* Extracted text
Part B. Community College Students' Short-Term Persistence or Attainment Rate
The BPS Longitudinal Study is designed to collect data related to persistence in and completion of postsecondary education programs. It surveys a nationally representative sample of students who are enrolled in a postsecondary institution for the first time, regardless of when they completed high school. All individuals in BPS were initially surveyed through the National Postsecondary Student Aid Study (NPSAS) to find out how they and their families pay for education beyond high school. These same students are then surveyed after 3 years through BPS to find out about their undergraduate experiences, persistence in school, and degree completion.34
The most recent national data from the 2003–04 Beginning Postsecondary Students Longitudinal Study, First Follow-up (BPS:04/06) allow us to describe the 3-year persistence or attainment rate for community college students who enrolled for the first time as freshmen in a community college in 2003–04. This subpopulation of community college students differs from the subpopulation just considered (in part A) in that it includes community college students who did not enter college immediately after high school. Besides immediate enrollees, it includes students who delayed enrollment in college for any period of time. Thus, in contrast to the subpopulation examined in part A, this subpopulation includes students of a wider age range with more “nontraditional” student characteristics.35
In 2006, about 50 percent of students who began at a community college in 2003–04 were still enrolled in college (either in the same school or having transferred to a new school),36 6 percent had completed a degree or certificate program and left college, and 45 percent had left college without completing a degree or certificate program (see table SA-25).37 A greater percentage of these first-time freshmen at community colleges than first-time freshmen at public 4-year institutions or at private not-for-profit 4-year institutions had left school in 2006 without completing a degree or certificate program (45 vs. 17 and 16 percent, respectively) (see figure 18).
Yet, many community college students have no intention of getting a degree or other credential; thus, for such a comparison, it is important to consider community college students' academic intentions. This special analysis compares the short-term persistence or attainment rate of community college students who intended to transfer to a 4-year college with those of community college students who intended to complete an associate's degree, who intended to earn a certificate, and who had no intention to earn a degree or certificate. Such a comparison reveals that community college students who intended to transfer to a 4-year college had a higher persistence or attainment rate than those who had no specific academic intentions (see table SA-25). Still, however, the percentage of students who had left school by 2006 without completing a degree or certificate program was higher among 2003–04 community college freshmen who intended to transfer to a 4-year college than among all 2003–04 freshmen at public 4-year colleges and universities and all 2003–04 students at private not-for-profit 4-year institutions (39 vs. 17 and 16 percent, respectively) (see figure 18).
Comparing community college students' persistence or attainment rate by their attendance status reveals that students who always attended college full time had higher rates of persistence or attainment than students who always attended part time. Yet, the persistence or attainment rate for students who alternated between full- and part-time attendance was higher than either those for full-time or part-time students.

* Information supplied
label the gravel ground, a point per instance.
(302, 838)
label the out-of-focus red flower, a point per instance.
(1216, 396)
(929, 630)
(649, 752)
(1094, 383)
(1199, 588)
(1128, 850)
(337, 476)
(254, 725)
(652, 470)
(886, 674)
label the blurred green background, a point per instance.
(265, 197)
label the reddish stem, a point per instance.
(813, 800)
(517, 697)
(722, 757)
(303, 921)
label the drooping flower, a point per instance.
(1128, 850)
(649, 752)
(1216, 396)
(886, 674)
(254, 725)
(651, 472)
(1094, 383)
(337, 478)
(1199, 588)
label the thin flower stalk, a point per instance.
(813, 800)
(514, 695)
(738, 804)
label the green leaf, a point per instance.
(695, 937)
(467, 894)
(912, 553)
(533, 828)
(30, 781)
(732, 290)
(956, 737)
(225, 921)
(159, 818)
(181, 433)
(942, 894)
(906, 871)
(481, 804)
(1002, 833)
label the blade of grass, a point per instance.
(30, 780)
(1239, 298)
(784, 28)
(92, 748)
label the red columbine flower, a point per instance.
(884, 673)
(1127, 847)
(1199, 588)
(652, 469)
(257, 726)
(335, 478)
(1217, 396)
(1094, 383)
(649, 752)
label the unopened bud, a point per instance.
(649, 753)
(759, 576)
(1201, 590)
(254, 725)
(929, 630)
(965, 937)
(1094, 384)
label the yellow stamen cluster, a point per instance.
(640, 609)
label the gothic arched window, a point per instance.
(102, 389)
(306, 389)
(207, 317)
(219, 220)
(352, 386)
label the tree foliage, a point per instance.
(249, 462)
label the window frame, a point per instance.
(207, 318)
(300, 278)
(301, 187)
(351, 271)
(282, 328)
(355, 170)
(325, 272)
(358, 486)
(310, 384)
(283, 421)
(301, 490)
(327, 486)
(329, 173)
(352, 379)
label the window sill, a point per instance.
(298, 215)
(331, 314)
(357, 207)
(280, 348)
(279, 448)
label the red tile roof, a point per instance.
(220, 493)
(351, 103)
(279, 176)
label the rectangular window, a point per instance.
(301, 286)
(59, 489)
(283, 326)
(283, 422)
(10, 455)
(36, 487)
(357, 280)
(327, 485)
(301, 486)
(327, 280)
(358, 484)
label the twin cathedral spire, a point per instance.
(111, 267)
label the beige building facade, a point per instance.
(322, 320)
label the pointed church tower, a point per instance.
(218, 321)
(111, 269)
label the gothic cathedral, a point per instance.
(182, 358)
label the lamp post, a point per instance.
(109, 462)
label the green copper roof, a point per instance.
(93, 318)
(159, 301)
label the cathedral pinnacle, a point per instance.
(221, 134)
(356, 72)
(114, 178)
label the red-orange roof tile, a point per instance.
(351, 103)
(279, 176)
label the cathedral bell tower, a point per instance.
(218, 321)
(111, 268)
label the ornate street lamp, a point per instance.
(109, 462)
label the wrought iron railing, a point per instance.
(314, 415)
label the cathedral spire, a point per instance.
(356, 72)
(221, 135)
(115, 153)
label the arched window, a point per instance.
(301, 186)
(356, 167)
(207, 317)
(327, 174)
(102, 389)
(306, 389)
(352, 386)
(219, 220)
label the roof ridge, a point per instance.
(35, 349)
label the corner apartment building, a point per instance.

* Work required
Reproduce, word for word, the part of the community college persistence passage above that opens with the words containing "Comparing community college" and closes with "or part-time students.".

* The completed task
Comparing community college students' persistence or attainment rate by their attendance status reveals that students who always attended college full time had higher rates of persistence or attainment than students who always attended part time. Yet, the persistence or attainment rate for students who alternated between full- and part-time attendance was higher than either those for full-time or part-time students.